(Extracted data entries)
----
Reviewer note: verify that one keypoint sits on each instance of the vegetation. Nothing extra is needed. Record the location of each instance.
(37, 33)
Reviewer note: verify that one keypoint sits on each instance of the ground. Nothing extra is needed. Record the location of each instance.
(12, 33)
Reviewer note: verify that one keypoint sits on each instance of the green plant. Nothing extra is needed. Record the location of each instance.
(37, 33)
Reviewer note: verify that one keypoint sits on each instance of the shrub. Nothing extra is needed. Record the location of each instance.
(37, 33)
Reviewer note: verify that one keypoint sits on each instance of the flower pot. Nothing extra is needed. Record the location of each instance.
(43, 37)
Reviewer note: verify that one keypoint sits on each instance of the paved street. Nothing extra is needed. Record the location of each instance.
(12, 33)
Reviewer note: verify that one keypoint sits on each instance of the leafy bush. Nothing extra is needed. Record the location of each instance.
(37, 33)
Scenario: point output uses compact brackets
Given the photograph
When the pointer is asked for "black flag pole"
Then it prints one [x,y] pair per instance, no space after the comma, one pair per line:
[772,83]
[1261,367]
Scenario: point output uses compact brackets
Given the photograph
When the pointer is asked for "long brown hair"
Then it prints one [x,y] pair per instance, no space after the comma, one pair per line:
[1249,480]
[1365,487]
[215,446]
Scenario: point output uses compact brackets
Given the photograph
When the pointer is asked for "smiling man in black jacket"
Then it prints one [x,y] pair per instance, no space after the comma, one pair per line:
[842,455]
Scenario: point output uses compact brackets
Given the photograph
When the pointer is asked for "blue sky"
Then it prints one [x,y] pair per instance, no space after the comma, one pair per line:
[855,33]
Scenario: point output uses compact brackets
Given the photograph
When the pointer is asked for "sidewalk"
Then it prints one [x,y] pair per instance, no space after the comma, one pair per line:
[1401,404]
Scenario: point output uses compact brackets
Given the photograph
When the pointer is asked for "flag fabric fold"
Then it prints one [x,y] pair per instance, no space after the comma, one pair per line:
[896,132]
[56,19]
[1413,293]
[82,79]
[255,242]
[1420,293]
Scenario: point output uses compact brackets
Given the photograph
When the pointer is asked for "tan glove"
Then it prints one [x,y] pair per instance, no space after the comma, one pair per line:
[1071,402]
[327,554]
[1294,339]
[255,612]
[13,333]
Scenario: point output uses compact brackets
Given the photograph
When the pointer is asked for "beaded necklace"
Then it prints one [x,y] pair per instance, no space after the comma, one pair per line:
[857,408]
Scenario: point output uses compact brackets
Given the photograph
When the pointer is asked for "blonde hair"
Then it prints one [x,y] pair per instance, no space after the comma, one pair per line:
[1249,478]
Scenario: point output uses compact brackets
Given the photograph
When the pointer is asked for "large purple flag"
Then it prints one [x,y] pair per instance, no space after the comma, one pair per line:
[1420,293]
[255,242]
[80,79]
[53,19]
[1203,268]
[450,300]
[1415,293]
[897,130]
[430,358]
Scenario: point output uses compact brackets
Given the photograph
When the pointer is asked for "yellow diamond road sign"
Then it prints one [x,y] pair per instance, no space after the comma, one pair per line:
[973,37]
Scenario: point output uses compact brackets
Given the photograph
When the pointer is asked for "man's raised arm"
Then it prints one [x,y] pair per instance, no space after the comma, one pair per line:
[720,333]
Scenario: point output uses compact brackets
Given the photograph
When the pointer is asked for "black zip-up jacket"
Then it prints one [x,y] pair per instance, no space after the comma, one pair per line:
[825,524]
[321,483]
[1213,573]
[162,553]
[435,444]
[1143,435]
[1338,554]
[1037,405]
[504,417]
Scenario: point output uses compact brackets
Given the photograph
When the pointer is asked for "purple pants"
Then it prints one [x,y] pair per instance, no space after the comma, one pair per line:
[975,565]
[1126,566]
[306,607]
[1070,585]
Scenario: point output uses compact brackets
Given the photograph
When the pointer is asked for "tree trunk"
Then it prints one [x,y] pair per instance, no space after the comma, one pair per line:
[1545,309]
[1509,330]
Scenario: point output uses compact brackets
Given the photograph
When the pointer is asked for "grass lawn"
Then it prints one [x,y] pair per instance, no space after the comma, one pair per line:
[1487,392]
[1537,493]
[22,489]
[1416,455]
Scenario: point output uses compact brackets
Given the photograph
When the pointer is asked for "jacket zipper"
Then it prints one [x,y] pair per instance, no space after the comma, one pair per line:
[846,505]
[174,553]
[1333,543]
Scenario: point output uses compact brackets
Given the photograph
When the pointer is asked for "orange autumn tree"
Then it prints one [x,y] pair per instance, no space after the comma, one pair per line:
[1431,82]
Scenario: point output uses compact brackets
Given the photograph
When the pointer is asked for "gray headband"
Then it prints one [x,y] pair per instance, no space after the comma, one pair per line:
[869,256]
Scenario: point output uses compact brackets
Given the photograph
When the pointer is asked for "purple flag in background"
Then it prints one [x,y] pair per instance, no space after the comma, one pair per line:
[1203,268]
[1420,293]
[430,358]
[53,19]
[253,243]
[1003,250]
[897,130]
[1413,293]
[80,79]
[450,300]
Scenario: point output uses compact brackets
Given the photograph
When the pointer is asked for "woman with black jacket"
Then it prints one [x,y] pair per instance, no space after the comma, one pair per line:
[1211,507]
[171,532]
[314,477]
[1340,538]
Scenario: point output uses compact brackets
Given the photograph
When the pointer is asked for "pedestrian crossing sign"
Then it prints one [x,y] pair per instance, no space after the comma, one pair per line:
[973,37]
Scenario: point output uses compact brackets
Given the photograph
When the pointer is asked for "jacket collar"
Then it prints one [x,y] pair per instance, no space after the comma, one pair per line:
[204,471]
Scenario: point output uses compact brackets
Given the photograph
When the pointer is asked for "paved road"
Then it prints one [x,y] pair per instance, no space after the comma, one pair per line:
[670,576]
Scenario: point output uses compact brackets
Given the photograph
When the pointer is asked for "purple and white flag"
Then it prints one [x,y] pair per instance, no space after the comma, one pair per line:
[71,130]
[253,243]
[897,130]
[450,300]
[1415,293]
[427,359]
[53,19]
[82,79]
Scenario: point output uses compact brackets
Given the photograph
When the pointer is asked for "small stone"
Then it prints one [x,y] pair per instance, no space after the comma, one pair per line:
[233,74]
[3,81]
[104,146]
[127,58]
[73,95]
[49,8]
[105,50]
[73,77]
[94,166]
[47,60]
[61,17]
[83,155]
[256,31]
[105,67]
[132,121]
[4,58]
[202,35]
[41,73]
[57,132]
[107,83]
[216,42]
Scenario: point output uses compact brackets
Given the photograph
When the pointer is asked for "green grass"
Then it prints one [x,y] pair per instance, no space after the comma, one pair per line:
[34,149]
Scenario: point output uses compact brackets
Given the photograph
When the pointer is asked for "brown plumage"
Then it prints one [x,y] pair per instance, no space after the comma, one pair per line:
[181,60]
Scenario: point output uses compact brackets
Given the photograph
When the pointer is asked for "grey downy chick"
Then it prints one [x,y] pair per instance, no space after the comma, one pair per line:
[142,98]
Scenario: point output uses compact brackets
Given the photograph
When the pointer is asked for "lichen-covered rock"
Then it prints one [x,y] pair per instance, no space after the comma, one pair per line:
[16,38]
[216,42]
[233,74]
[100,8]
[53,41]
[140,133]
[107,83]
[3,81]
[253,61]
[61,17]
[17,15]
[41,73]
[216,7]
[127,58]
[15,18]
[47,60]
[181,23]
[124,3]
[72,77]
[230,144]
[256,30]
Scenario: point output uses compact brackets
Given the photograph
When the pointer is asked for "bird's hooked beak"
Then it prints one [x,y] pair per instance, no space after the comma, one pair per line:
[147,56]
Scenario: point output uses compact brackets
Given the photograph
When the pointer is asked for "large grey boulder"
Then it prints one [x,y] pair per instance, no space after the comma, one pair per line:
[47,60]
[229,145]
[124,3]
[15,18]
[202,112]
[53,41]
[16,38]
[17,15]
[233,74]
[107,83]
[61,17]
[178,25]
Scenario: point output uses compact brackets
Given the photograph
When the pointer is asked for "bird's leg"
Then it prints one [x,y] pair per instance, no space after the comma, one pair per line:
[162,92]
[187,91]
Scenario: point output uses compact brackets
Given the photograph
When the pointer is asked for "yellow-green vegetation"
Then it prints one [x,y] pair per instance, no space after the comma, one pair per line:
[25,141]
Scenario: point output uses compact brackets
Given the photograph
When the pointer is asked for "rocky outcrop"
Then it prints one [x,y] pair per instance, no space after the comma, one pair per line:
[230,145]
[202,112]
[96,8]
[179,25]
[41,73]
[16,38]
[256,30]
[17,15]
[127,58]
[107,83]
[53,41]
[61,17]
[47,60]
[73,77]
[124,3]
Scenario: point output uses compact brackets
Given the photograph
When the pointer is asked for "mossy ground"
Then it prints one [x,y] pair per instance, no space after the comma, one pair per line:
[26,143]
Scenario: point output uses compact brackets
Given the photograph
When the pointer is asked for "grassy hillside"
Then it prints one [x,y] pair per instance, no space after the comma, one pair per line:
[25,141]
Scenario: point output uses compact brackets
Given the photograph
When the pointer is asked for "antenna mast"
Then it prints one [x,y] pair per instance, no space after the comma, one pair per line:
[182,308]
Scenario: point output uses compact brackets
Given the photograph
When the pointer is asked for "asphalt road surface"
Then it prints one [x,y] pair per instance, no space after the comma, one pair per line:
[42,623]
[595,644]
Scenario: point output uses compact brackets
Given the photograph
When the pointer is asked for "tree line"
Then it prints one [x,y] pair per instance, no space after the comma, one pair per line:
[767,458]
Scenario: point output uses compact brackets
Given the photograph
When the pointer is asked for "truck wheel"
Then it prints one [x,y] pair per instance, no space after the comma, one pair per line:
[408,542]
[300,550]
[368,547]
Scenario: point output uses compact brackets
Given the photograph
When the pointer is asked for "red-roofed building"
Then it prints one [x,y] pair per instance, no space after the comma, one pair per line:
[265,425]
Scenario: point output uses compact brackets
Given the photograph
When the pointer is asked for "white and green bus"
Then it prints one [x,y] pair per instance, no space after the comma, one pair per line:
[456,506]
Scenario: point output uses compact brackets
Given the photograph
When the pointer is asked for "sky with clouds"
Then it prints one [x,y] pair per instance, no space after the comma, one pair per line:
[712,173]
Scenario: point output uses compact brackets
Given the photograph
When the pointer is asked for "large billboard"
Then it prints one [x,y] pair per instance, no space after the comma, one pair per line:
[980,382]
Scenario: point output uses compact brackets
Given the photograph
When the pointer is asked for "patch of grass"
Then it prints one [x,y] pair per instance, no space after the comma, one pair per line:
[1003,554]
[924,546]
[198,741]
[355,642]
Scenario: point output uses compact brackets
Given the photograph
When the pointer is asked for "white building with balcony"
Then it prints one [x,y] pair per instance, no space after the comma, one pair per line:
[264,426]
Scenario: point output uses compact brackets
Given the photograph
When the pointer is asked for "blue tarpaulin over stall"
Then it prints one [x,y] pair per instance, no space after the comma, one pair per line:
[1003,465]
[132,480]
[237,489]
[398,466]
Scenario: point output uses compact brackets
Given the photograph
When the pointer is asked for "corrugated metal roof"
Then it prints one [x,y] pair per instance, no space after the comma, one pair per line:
----
### EXERCISE INSTRUCTIONS
If a line in the entries above has the word "hair", copy it.

### COMPLETED EXERCISE
When the pointer is asked for "long brown hair"
When the pointer is asked for "blonde hair"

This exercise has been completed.